───── INFORMATION SHOWN ─────

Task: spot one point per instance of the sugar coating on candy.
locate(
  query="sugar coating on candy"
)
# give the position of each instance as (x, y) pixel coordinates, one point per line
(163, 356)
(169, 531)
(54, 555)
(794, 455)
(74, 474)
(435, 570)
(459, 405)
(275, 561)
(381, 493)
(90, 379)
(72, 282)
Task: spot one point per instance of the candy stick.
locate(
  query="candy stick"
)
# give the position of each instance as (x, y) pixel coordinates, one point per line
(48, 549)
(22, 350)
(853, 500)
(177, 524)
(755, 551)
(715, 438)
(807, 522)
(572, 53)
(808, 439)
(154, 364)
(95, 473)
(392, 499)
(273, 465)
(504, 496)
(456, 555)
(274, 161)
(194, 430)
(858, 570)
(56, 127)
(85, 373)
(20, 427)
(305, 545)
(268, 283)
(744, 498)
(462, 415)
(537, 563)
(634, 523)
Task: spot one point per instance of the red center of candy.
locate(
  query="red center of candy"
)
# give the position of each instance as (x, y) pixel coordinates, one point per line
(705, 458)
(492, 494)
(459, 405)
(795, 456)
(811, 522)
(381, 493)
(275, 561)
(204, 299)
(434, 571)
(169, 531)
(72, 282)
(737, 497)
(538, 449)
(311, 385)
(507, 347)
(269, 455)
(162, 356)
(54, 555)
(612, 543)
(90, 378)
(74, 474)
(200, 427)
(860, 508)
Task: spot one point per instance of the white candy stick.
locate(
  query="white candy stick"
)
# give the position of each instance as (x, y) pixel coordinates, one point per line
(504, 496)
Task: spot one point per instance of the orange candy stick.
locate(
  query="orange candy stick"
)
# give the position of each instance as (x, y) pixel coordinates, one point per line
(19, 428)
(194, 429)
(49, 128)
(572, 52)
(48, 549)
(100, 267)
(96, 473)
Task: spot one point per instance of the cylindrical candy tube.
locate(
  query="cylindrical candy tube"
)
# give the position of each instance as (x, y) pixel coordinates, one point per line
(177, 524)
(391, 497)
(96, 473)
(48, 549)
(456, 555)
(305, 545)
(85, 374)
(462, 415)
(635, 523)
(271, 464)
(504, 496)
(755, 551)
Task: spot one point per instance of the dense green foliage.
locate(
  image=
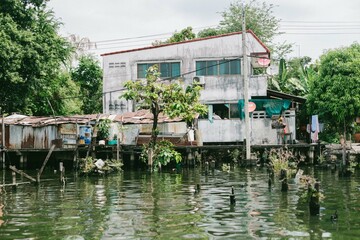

─────

Return the whole listing, word for word, and leave out every picture.

**ANSWER TO THIS EXERCISE**:
Task: spot one point per instance of the sugar coating on candy.
locate(
  query="sugar coating on candy"
)
# give the position of each instance as (x, y) pixel coordinates, one point per line
(163, 356)
(169, 531)
(54, 555)
(794, 455)
(74, 474)
(435, 570)
(459, 405)
(275, 561)
(381, 493)
(90, 379)
(72, 282)
Task: spot one point per instance of the candy stick.
locate(
  query="candy stick"
)
# give the position of each instance as (x, y) pixel coordinates, one point per line
(48, 549)
(22, 350)
(853, 500)
(177, 524)
(755, 551)
(715, 438)
(807, 522)
(572, 53)
(808, 439)
(154, 364)
(95, 473)
(392, 499)
(273, 465)
(504, 496)
(456, 555)
(274, 161)
(194, 430)
(858, 570)
(56, 127)
(85, 373)
(20, 427)
(305, 545)
(268, 283)
(744, 498)
(462, 415)
(537, 563)
(634, 523)
Task: spot one point per instance of the red center of candy.
locate(
  query="red center of candy"
)
# give the position of each instance as (x, y) pixel coordinates, one point per line
(705, 458)
(492, 494)
(459, 405)
(795, 456)
(811, 522)
(381, 493)
(275, 561)
(204, 299)
(434, 571)
(169, 531)
(72, 282)
(737, 497)
(538, 449)
(311, 385)
(507, 347)
(269, 455)
(162, 356)
(54, 555)
(612, 543)
(90, 378)
(74, 474)
(200, 427)
(860, 508)
Task: spot one point per instance of the white candy stick.
locate(
  query="white candy stick"
)
# give the position of each instance as (x, y) pixel coordinates, one point per line
(504, 496)
Task: spot one point per instance of the orange candy stick.
locate(
  query="orange candy stick"
)
# give the position of each instance as (x, y) pixel coordinates, one point per line
(19, 428)
(194, 429)
(49, 128)
(572, 52)
(48, 549)
(100, 267)
(96, 473)
Task: spot one point per instance of the cylindrical candy tube.
locate(
  query="cylindrical candy tube"
)
# give the position of each instance as (x, y) pixel coordinates, one point per line
(177, 524)
(391, 497)
(96, 473)
(48, 549)
(456, 555)
(305, 545)
(85, 374)
(462, 415)
(635, 523)
(271, 464)
(504, 496)
(755, 551)
Task: spot one point per instance of the dense green foliage.
locate(
  image=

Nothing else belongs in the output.